*Work to complete*.
- 1) Answer these questions from the account of Holy Trinity Church:
(a) From which town did the writer walk to Penrhyndeudraeth?
(b) In which country and in what year did Sir Arthur Williams die?
(c) Where was Arthur Owen interned?
- 2) Echo the account of Holy Trinity Church word for word between "Died Away from" and "ecclesiastical detour promises.", inclusive.

Died Away from Home
I walked to Penrhyndeudraeth from Porthmadog one morning, late summer. I called at Holy Trinity Church, the local Anglican parish. A friendly Englishwoman was inside vacuuming, and various fruits and flowers were being assembled and arranged ahead of a harvest festival. There was little of interest in terms of history or architecture but I was still glad of the distraction which an ecclesiastical detour promises.
A couple of stone tablets were affixed to the walls, both for men who died a long way from home. One belongs to the local squire, Liberal MP and J.P., Sir Arthur Williams, who died in Australia in 1927 while visiting his daughter. The other was erected to commemorate marine engineer Arthur Owen. Unfortunately, he was in Hamburg in August 1914 when war broke out; the imperial German government had him interned at Ruhleben as an enemy national, where he died of TB two years later. He never returned to Penrhyndeudraeth, nor his native Liverpool. Although Germany was closer to Wales than Australia, I suspect that Sir Arthur died more comfortably than his namesake.

Location labeling records
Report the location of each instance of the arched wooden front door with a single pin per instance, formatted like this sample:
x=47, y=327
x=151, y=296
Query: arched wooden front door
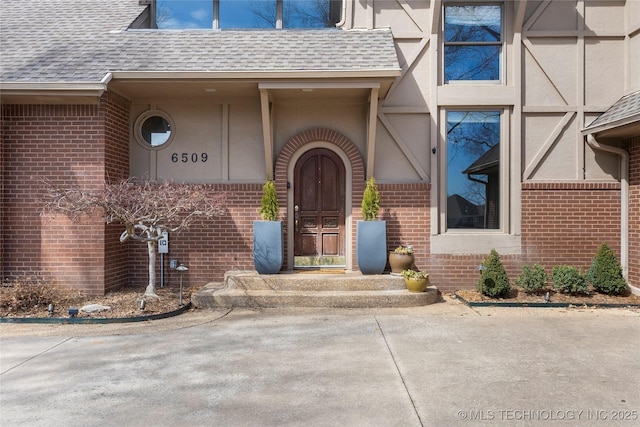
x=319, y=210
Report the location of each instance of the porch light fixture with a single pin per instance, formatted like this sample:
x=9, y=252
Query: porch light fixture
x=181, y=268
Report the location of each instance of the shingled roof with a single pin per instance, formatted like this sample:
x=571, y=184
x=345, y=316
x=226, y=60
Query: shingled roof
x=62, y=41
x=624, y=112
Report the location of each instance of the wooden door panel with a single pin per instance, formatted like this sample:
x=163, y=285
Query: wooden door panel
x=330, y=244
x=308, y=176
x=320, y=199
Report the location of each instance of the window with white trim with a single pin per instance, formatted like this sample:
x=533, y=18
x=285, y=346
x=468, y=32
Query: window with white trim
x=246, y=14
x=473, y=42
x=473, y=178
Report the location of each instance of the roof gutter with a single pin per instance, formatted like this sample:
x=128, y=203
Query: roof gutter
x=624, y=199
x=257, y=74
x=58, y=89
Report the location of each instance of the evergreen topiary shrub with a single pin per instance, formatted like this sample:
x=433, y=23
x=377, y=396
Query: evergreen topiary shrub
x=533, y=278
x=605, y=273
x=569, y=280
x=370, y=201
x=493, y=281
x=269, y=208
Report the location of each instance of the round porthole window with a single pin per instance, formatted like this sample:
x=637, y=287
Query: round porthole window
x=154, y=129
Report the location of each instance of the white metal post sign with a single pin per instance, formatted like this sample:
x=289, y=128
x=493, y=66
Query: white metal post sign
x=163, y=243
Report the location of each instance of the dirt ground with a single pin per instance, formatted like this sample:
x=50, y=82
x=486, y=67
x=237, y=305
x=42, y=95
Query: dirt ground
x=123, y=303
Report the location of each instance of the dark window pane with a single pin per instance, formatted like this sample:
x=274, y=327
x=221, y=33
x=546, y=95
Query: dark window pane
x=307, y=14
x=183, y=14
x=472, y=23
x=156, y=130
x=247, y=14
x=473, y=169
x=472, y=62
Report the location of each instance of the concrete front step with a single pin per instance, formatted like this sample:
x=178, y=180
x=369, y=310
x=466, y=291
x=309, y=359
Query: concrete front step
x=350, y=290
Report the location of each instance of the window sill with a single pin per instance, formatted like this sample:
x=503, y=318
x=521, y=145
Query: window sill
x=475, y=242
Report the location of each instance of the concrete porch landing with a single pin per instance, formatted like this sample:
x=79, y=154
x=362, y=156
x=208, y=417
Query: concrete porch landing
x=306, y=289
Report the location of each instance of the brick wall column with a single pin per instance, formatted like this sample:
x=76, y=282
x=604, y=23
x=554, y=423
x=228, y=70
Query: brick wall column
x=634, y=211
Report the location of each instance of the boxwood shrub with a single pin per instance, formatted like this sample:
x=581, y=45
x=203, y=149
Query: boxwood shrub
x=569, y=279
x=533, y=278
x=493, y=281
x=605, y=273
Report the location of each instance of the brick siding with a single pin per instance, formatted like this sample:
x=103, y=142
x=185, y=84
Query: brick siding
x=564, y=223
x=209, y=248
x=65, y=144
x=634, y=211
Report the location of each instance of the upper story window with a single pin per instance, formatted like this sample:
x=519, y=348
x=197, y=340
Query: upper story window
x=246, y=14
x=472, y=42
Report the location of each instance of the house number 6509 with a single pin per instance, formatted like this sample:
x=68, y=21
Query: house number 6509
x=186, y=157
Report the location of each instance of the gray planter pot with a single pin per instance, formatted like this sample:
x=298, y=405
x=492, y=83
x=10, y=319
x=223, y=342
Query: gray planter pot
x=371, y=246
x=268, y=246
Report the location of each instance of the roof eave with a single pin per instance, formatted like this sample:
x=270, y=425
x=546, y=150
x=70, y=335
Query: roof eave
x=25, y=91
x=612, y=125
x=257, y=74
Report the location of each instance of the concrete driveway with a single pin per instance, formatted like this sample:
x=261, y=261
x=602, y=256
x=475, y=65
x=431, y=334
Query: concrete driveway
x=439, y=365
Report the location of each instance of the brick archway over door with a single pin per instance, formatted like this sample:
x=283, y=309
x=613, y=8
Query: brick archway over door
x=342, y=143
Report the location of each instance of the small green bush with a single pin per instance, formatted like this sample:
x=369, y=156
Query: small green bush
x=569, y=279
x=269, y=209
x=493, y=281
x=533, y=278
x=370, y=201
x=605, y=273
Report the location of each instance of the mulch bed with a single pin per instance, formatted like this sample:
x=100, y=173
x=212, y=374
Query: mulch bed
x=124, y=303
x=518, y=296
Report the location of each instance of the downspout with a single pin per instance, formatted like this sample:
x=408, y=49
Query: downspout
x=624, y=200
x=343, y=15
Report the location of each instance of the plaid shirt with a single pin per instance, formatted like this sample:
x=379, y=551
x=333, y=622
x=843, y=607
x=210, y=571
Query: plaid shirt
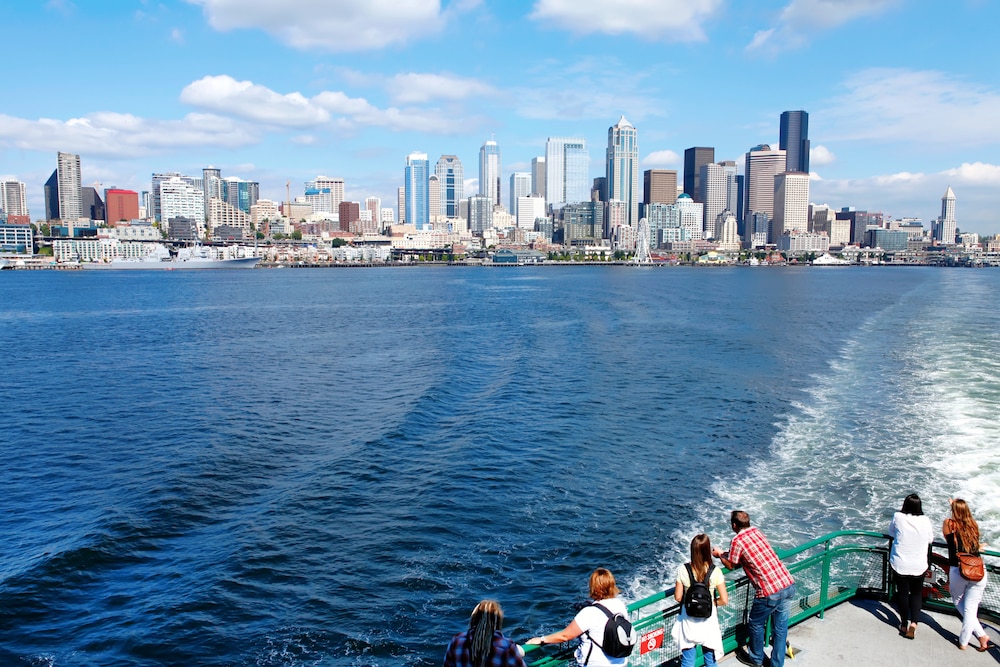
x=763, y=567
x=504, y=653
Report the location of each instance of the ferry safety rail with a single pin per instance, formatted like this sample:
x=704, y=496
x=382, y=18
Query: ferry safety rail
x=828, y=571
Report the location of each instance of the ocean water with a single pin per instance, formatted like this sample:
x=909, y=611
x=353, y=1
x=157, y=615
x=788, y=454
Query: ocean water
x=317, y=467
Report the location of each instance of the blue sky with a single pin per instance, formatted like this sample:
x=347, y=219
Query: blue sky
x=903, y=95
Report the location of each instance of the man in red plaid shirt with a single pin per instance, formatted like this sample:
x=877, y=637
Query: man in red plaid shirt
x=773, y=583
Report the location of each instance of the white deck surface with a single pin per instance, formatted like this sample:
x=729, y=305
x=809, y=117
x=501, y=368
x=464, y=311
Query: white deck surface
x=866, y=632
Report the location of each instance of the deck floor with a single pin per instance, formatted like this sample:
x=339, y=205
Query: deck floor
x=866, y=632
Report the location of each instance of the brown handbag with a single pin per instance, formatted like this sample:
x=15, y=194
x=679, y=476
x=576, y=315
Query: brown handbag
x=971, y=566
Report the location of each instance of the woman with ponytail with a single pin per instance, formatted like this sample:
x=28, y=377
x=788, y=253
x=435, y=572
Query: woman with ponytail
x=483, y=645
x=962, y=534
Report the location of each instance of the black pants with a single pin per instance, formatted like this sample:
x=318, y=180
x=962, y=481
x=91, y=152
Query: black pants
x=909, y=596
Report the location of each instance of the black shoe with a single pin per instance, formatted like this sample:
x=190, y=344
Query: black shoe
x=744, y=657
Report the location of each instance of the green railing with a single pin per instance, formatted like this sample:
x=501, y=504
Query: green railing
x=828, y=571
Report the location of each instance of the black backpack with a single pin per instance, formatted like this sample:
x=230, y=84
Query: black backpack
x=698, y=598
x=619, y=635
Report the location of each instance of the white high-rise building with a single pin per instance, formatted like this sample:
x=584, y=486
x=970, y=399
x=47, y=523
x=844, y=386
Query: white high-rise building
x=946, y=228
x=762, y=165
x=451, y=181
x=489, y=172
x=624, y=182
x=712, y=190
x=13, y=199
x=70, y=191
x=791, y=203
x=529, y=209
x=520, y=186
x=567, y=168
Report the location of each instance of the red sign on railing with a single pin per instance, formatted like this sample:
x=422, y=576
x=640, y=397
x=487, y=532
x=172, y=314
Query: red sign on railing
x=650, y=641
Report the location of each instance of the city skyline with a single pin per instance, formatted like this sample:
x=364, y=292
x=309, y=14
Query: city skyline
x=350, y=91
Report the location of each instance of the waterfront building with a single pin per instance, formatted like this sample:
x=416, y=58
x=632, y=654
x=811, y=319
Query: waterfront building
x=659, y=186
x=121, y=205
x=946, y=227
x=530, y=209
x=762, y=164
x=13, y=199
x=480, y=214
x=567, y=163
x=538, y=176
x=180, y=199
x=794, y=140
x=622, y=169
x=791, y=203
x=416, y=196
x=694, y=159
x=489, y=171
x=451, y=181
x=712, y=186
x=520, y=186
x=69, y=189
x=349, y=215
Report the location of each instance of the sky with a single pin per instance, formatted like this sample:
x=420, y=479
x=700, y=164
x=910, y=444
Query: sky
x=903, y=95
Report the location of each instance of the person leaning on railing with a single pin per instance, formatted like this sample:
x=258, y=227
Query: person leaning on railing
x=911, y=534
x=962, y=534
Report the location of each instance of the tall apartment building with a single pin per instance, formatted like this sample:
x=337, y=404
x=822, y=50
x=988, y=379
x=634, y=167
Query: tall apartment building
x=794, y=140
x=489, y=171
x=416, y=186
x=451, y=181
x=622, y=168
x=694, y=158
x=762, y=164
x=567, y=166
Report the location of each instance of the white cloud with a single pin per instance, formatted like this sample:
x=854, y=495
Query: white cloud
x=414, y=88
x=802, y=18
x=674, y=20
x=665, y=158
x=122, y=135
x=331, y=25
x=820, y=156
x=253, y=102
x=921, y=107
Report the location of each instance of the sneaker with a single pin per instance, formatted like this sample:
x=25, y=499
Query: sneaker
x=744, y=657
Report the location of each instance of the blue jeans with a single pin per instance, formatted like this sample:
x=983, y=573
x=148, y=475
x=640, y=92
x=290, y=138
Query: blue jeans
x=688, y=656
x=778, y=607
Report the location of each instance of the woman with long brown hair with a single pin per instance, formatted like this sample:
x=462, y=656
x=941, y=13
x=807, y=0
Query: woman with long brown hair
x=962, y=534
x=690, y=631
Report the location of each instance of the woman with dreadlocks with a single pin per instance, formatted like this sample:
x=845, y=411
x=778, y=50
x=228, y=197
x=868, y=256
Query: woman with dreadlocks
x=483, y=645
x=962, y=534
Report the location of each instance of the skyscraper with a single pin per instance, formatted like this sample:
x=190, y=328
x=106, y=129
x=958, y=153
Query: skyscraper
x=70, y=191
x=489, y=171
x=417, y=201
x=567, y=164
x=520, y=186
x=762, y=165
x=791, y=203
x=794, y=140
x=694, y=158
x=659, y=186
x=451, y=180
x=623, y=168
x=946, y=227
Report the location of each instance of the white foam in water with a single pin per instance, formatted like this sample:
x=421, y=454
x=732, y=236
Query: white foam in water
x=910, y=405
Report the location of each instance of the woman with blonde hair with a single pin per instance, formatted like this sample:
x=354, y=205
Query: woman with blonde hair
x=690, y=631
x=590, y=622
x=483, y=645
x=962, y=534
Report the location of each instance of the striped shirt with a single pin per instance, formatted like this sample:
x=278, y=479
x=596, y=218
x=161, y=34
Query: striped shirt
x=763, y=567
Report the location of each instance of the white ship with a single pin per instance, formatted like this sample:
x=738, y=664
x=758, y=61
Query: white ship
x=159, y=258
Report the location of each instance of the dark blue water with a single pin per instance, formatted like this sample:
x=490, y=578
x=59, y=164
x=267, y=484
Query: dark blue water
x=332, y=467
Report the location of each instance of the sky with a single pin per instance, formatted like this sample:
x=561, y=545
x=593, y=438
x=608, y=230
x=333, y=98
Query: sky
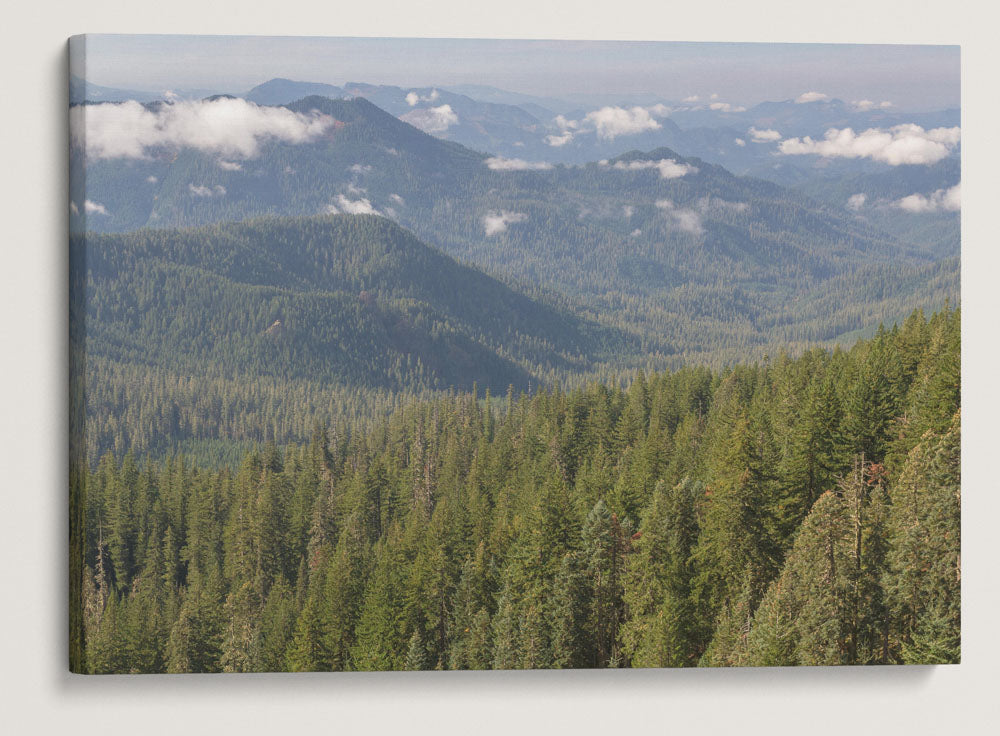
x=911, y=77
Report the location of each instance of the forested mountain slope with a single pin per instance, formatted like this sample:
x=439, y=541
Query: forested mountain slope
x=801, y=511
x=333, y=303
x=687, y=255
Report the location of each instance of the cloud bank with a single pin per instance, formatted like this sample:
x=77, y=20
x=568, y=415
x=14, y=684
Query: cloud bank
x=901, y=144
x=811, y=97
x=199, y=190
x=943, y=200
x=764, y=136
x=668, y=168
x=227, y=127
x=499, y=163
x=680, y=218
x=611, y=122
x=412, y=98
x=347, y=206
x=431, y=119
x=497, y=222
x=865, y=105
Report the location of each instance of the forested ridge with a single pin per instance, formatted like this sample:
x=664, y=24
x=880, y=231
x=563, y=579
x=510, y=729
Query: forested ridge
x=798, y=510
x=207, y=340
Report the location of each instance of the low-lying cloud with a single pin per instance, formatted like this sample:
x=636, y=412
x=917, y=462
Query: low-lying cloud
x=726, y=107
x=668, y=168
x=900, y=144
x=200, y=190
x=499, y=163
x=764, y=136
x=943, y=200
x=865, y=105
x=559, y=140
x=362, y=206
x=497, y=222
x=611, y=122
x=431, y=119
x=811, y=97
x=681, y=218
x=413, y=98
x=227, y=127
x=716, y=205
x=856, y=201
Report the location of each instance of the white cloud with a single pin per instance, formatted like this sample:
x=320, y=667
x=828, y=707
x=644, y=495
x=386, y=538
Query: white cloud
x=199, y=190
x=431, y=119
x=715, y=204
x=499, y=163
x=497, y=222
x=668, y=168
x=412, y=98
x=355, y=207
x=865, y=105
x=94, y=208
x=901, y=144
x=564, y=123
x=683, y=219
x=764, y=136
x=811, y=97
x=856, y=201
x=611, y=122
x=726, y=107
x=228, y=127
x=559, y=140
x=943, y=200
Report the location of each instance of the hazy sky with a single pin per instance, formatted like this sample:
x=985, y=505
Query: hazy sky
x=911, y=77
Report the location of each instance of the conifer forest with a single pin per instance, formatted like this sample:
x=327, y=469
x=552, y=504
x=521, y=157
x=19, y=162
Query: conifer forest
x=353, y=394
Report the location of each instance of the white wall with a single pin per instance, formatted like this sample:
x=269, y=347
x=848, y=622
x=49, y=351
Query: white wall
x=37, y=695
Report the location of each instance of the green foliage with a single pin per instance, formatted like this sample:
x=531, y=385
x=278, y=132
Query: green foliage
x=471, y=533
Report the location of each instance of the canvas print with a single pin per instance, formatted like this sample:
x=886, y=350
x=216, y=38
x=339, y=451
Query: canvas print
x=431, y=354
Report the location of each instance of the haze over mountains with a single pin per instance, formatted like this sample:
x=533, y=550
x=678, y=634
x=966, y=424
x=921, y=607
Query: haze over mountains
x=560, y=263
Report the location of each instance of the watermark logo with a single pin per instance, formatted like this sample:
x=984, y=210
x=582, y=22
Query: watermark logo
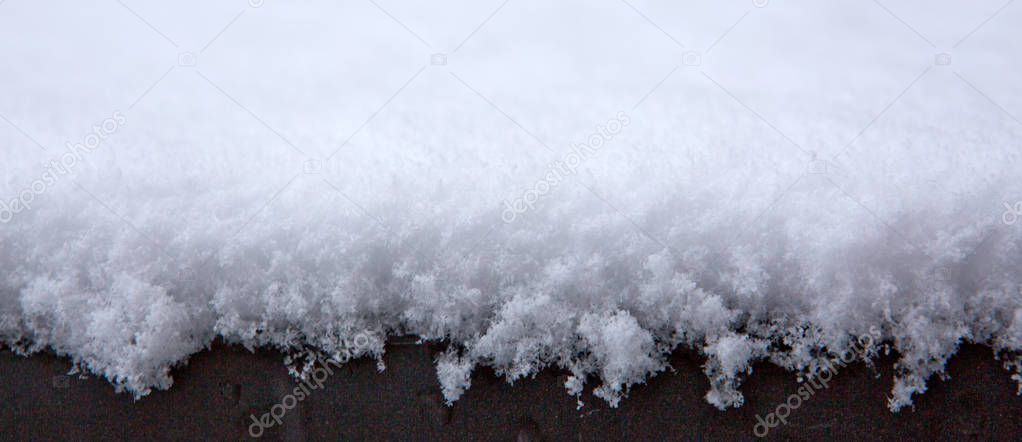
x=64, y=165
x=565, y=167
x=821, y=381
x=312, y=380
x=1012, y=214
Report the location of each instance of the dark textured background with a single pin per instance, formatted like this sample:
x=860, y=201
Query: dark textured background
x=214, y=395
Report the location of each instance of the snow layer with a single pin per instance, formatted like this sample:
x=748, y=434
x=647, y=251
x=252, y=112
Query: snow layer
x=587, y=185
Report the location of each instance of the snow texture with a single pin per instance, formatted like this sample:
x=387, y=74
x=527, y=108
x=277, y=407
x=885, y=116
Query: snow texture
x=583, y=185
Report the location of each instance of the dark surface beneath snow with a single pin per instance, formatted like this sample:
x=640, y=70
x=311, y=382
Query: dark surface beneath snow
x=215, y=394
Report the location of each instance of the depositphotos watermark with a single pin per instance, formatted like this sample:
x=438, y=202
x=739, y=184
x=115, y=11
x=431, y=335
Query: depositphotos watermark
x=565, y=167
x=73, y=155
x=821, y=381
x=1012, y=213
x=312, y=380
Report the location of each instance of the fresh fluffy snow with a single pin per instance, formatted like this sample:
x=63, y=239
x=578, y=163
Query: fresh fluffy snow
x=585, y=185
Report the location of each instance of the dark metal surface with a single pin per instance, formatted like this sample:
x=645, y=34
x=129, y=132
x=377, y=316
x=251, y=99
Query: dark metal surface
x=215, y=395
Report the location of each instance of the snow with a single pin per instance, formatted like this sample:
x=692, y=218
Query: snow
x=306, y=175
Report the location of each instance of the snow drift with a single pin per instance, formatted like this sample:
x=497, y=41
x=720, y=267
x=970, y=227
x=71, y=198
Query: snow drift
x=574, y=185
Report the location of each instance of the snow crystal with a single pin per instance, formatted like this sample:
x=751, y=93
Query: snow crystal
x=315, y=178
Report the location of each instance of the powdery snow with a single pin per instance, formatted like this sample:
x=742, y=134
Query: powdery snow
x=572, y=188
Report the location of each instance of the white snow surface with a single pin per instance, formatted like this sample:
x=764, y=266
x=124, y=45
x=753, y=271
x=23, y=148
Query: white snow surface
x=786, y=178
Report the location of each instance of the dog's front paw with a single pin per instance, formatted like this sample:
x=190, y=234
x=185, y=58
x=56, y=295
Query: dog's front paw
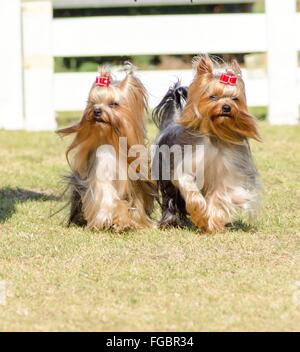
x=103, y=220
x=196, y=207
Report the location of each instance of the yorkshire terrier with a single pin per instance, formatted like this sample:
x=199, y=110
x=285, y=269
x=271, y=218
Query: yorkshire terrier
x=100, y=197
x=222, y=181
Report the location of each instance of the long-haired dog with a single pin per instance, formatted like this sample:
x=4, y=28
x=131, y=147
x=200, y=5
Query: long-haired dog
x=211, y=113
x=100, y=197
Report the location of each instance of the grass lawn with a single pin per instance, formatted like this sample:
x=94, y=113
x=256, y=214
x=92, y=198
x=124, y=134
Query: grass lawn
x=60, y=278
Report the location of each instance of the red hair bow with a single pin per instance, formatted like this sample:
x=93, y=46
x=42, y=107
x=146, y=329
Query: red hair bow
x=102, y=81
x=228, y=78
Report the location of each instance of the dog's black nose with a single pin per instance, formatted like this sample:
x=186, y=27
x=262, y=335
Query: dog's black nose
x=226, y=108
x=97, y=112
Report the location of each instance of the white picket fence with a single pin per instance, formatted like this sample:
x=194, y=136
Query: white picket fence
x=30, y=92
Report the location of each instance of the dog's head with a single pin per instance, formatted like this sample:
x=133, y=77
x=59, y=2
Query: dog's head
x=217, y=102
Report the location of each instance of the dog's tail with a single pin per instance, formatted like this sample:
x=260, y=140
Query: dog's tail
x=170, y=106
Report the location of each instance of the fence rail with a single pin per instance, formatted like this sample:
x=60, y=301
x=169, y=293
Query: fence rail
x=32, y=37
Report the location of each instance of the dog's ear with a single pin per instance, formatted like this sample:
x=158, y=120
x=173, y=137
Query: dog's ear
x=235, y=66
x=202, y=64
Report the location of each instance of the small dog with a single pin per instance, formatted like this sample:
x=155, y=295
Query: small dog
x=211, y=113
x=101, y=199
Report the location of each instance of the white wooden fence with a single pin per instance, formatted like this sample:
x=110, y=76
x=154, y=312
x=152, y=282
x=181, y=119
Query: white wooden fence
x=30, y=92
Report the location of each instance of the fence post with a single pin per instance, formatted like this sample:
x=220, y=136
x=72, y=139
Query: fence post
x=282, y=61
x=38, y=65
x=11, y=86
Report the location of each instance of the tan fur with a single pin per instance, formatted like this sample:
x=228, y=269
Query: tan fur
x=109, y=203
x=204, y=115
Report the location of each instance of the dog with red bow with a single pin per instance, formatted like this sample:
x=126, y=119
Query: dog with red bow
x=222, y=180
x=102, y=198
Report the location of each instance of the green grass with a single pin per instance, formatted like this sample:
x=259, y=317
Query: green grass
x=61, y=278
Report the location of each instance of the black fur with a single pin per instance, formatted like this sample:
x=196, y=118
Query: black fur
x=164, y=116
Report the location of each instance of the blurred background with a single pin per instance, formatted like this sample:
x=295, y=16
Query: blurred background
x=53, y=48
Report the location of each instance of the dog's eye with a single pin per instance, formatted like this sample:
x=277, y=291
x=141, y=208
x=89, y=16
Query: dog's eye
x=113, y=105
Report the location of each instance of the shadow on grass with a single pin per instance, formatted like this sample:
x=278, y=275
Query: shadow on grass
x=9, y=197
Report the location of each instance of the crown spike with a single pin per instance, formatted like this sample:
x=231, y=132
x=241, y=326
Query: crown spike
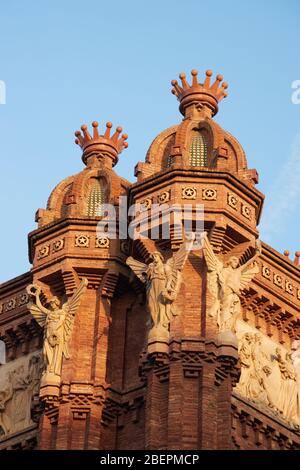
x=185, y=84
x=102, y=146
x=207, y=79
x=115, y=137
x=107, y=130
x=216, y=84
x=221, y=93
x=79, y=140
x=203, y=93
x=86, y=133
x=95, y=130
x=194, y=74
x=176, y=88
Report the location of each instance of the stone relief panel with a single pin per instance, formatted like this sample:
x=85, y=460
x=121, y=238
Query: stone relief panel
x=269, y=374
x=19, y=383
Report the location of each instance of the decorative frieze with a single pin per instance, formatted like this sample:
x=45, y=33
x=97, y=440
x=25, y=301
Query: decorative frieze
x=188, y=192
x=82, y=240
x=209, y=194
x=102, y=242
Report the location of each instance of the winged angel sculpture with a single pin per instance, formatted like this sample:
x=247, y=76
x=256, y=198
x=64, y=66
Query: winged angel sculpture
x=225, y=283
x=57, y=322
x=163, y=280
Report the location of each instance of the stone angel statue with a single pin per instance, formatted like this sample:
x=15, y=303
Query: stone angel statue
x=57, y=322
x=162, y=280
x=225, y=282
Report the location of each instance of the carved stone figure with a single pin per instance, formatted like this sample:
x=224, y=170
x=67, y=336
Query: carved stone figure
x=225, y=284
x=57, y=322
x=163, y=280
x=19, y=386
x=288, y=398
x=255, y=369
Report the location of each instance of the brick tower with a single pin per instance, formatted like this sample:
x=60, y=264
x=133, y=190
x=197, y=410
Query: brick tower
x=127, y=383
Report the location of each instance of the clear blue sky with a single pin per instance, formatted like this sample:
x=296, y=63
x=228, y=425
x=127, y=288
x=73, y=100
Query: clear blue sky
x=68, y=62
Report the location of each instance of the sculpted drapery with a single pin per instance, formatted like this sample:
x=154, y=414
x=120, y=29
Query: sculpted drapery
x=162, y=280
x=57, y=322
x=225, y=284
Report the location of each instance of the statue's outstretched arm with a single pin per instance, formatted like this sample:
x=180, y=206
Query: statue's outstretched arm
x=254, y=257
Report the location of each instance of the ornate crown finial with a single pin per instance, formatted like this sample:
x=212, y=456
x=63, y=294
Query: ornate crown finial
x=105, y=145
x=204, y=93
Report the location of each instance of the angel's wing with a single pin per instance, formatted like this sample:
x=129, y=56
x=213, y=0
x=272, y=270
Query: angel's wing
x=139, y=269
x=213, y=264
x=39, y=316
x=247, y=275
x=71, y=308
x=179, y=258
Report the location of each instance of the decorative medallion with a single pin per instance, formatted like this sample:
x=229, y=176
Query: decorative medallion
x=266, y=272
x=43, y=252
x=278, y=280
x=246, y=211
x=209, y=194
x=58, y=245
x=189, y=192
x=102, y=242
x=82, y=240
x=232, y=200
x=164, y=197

*The solutions*.
- 1)
(a) Porthmadog
(b) Australia, 1927
(c) Ruhleben

- 2)
Died Away from Home
I walked to Penrhyndeudraeth from Porthmadog one morning, late summer. I called at Holy Trinity Church, the local Anglican parish. A friendly Englishwoman was inside vacuuming, and various fruits and flowers were being assembled and arranged ahead of a harvest festival. There was little of interest in terms of history or architecture but I was still glad of the distraction which an ecclesiastical detour promises.